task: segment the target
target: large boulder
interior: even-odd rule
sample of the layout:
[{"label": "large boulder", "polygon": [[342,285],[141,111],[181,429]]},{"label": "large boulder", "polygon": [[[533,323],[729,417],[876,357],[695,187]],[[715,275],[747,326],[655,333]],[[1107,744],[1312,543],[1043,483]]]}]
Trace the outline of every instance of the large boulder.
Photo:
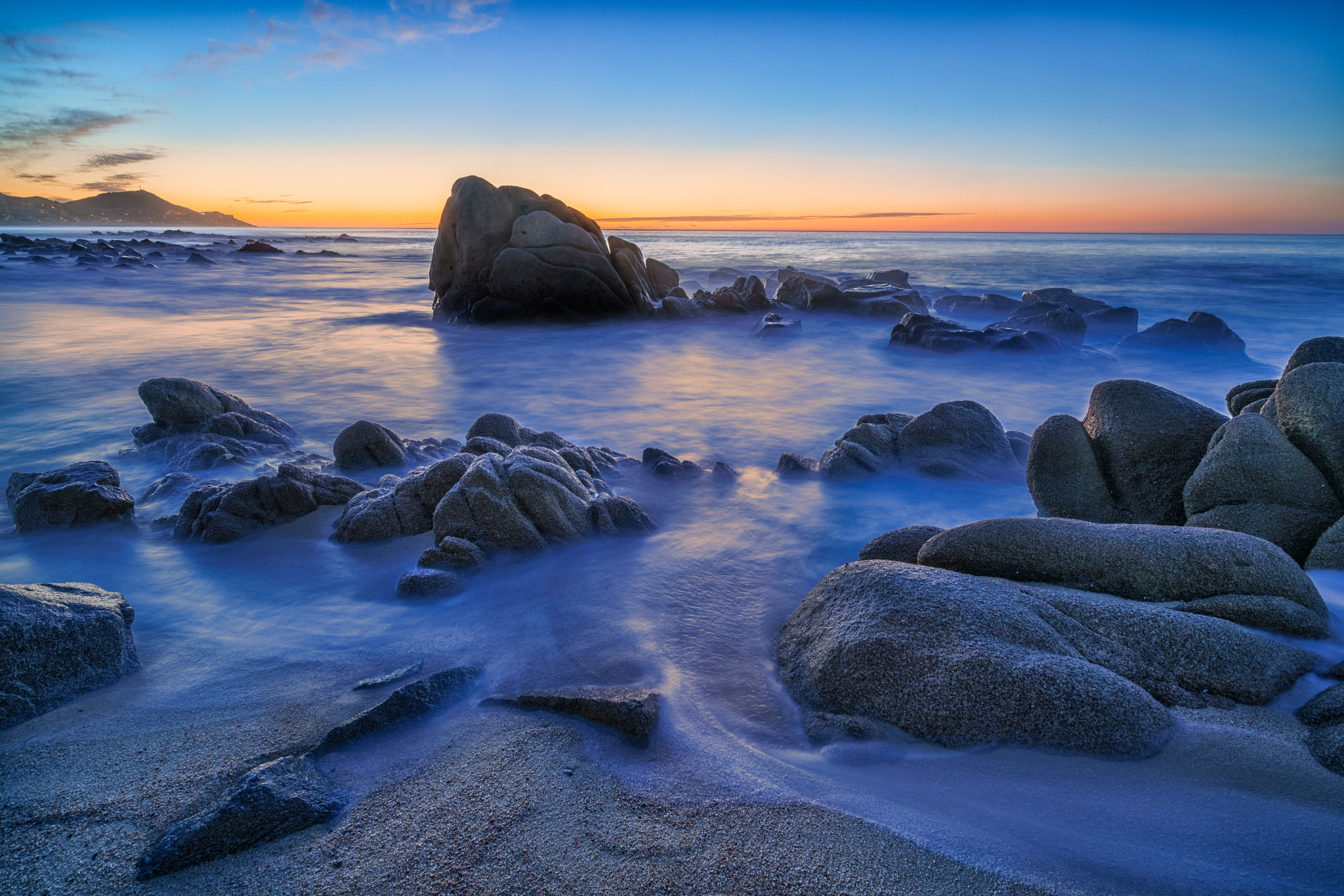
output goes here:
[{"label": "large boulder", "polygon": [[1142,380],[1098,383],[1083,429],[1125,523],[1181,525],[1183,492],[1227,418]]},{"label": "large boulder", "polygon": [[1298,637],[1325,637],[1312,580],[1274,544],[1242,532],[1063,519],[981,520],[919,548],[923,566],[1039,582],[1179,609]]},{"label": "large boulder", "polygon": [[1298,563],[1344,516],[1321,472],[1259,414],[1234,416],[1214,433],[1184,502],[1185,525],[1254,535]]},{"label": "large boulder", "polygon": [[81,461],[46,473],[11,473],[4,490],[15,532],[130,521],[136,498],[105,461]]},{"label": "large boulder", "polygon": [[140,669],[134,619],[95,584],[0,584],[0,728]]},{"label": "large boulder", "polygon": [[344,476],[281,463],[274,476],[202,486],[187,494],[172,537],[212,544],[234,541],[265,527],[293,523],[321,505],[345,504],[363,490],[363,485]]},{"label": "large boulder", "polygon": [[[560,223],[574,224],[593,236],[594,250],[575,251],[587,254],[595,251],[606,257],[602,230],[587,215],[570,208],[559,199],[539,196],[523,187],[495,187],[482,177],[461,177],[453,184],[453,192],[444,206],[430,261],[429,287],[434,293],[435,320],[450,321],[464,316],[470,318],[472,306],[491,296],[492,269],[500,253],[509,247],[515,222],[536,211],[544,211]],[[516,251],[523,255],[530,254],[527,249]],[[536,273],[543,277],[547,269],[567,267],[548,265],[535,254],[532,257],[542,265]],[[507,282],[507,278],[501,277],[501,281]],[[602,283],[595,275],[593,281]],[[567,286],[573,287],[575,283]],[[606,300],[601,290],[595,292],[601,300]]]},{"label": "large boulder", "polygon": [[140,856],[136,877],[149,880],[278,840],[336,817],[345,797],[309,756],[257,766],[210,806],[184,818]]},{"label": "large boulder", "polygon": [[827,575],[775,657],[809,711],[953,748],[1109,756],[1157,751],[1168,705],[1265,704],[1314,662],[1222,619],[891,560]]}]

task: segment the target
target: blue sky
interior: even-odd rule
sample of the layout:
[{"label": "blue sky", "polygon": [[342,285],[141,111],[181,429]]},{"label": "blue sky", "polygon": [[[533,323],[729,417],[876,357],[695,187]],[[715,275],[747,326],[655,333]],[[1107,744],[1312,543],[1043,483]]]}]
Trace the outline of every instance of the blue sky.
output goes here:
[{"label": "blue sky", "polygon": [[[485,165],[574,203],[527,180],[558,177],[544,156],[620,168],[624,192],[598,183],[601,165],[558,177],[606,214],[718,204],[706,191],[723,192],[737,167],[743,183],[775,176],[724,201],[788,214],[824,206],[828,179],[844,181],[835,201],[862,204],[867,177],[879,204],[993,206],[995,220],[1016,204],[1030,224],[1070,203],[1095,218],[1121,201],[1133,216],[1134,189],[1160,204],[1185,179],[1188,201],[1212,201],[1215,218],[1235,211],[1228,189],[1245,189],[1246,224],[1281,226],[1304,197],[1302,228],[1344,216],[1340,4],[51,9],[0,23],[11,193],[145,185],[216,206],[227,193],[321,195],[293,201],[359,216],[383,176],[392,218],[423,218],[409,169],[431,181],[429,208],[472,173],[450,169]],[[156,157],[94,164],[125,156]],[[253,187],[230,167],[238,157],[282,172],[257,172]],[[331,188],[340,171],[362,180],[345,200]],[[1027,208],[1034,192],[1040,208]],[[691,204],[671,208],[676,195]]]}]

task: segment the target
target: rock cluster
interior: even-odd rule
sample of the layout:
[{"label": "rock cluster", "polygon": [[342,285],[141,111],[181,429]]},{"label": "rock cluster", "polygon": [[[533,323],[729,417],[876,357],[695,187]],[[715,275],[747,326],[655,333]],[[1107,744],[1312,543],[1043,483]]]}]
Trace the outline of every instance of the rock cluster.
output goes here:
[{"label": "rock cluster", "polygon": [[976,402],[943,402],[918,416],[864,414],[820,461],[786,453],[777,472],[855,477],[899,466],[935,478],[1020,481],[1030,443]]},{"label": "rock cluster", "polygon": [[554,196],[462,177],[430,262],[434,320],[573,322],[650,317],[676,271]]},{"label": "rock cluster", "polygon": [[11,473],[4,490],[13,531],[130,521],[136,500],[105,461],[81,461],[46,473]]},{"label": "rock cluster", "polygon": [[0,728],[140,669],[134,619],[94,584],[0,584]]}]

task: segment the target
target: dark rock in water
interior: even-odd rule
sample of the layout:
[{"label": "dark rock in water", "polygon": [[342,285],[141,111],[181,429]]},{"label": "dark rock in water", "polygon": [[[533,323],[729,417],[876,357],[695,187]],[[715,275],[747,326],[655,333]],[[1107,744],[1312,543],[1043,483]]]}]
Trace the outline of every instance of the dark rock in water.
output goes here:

▶ Problem description: Pull out each line of the items above that contains the word "dark", copying every such line in full.

▶ The result:
target: dark rock in water
[{"label": "dark rock in water", "polygon": [[342,285],[141,111],[181,429]]},{"label": "dark rock in water", "polygon": [[[533,323],[729,417],[876,357],[695,187]],[[715,275],[747,326],[655,333]],[[1107,744],[1312,543],[1043,483]]]}]
Trace the outline of every instance of the dark rock in water.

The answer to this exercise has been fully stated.